▶ What to do
Repeat what the lines below say, word for word, and skip every image.

BEGIN Given records

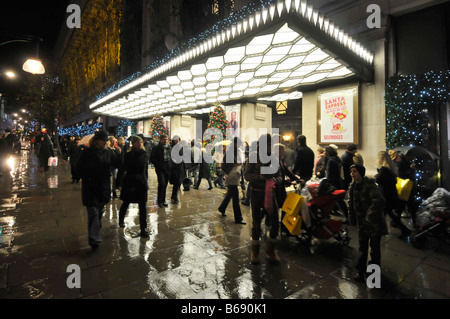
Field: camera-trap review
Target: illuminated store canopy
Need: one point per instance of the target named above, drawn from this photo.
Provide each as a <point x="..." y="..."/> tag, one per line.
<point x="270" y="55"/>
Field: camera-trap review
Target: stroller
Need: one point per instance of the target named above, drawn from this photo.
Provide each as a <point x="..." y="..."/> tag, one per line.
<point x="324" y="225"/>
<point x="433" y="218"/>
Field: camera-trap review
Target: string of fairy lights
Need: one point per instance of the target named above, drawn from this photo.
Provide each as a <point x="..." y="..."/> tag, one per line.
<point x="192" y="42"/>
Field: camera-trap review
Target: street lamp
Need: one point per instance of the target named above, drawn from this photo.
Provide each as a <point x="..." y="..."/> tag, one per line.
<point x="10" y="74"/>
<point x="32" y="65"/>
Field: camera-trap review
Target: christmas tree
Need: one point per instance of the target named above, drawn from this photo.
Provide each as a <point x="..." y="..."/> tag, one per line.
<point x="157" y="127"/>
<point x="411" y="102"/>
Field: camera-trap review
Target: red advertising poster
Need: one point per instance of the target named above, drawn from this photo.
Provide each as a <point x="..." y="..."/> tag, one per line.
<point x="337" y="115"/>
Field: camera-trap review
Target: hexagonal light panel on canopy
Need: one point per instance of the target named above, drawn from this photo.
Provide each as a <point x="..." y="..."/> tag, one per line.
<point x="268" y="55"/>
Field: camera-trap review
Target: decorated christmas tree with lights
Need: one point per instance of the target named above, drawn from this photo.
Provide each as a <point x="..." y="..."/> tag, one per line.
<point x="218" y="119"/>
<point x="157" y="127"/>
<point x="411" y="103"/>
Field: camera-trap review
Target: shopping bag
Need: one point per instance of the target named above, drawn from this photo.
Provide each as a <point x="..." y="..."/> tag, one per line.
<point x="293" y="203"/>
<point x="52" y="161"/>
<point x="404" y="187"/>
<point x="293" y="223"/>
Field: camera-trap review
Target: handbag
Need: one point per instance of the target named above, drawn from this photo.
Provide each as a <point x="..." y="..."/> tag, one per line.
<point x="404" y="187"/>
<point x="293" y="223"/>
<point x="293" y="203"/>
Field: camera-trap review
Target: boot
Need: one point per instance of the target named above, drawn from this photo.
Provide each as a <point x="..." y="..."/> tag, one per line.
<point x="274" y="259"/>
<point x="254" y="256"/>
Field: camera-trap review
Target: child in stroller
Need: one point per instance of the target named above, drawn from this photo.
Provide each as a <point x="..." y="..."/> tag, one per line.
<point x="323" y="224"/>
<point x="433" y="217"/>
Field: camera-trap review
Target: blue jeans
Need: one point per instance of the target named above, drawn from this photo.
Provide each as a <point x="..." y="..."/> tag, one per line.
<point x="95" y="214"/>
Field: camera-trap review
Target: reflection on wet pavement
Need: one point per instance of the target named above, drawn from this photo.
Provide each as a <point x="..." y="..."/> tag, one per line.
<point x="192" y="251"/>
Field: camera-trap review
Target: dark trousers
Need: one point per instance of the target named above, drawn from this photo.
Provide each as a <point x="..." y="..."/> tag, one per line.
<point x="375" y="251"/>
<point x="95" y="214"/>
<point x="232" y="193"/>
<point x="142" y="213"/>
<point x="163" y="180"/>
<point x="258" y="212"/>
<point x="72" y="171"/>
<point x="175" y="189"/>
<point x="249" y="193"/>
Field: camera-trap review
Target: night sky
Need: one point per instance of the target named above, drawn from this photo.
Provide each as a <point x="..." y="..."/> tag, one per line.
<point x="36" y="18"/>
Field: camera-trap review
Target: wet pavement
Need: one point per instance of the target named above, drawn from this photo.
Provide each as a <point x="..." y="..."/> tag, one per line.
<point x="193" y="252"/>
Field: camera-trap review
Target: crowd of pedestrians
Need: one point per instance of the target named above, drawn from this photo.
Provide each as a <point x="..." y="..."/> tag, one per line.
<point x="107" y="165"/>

END Given records

▶ Solution
Field: camera-trap review
Target: illuminated store canopy
Need: one point per instance of the target named above, drawn from this photo.
Provide each as a <point x="..." y="..."/> tag, one per line.
<point x="270" y="55"/>
Field: camera-trap review
Target: stroller
Need: one point per instance of the target named above, drawn from this photo.
Provide each as a <point x="..." y="..."/> tag, one per line.
<point x="324" y="225"/>
<point x="433" y="218"/>
Field: camera-trap review
Target: string of fairy lights
Need: one point per instance of the target named above, drawn from this photo.
Provide each as a <point x="..." y="..."/> tag, one per line.
<point x="192" y="42"/>
Field: camera-trap review
Target: street lamp
Need: one point per instance of the target named above, drawn from this photo.
Provide each as a <point x="..." y="..."/> tag, one per line.
<point x="10" y="74"/>
<point x="32" y="65"/>
Field: camera-trap review
Target: christmas tree
Need: one point per instance of the target named above, drawn from this photo.
Provide each as a <point x="..." y="..."/> tag, one per line.
<point x="157" y="127"/>
<point x="411" y="102"/>
Field: camera-trap review
Target: red advertising poster
Need: one point per instance of the target named above, drawn from this photo.
Provide each as a <point x="..." y="..."/> tag, one per line.
<point x="337" y="115"/>
Field: camera-trap review
Target: hexagonal light panel on canopy
Need: one point per instance of the target named above, drawn from this photo.
Provide each as a <point x="..." y="..."/> tag, one per line.
<point x="268" y="55"/>
Field: camera-trap review
Target: decorated christmas tree with lights
Need: one point per instance of the target named above, drawn from this photo.
Provide each as a <point x="..." y="..."/> tag, one per line.
<point x="218" y="119"/>
<point x="157" y="127"/>
<point x="411" y="103"/>
Field: camera-trap review
Target: shopping bag
Need: one point per instance of the target named above, drawn from this photo.
Provide each as a <point x="..." y="..."/> tag, one per line.
<point x="293" y="203"/>
<point x="52" y="161"/>
<point x="404" y="187"/>
<point x="293" y="223"/>
Field: camera-trap review
Target: handbag
Need: one point per instance of the target named above, drawn from this photo.
Provide each as a <point x="..." y="..."/> tag, one per line.
<point x="404" y="187"/>
<point x="293" y="223"/>
<point x="293" y="203"/>
Field: camera-trap review
Target: boot
Need: one point per instance of the target named above, drawn from this photo.
Provide each as a <point x="..." y="..."/> tag, one per line.
<point x="274" y="259"/>
<point x="254" y="256"/>
Field: camera-trap review
Target: child in stroller
Need: one point per instance of the target named above, drawn from this photo.
Provide each as a <point x="..." y="..."/> tag, one per line.
<point x="323" y="224"/>
<point x="433" y="217"/>
Field: camera-trap review
Target: blue jeans
Need: one point per instance of the target named above, drawn from this photo.
Provide each as a <point x="..." y="..."/> tag, one per line.
<point x="95" y="214"/>
Field: camera-trap review
Target: reflection on wet pavement
Need: one point per instance of the target named above, drawn from this photo.
Provide each as a <point x="..." y="..."/> tag, one per line.
<point x="192" y="251"/>
Field: camera-trap review
Target: dark trousers
Need: one point per instance of the target named above, drawn from this photo.
Provide each as a <point x="..." y="..."/> tag, one per line.
<point x="375" y="251"/>
<point x="95" y="214"/>
<point x="232" y="193"/>
<point x="142" y="213"/>
<point x="163" y="180"/>
<point x="258" y="212"/>
<point x="72" y="171"/>
<point x="175" y="189"/>
<point x="249" y="193"/>
Field: camera-trap review
Target: night sky
Need: one point per instance of the target named above, drawn from this photo.
Provide each as a <point x="..." y="..."/> tag, one per line.
<point x="36" y="18"/>
Field: camera-trap review
Target: wet pavement
Need: one point per instance of the target named above, drawn from this photo.
Provide each as a <point x="..." y="..."/> tag, one per line.
<point x="193" y="252"/>
Field: camera-trap review
Target: crowd of pedestrians
Need: one point per instance of the target named above, drawn from this photo.
Provide each as a <point x="..." y="..."/> tag, one per line.
<point x="107" y="165"/>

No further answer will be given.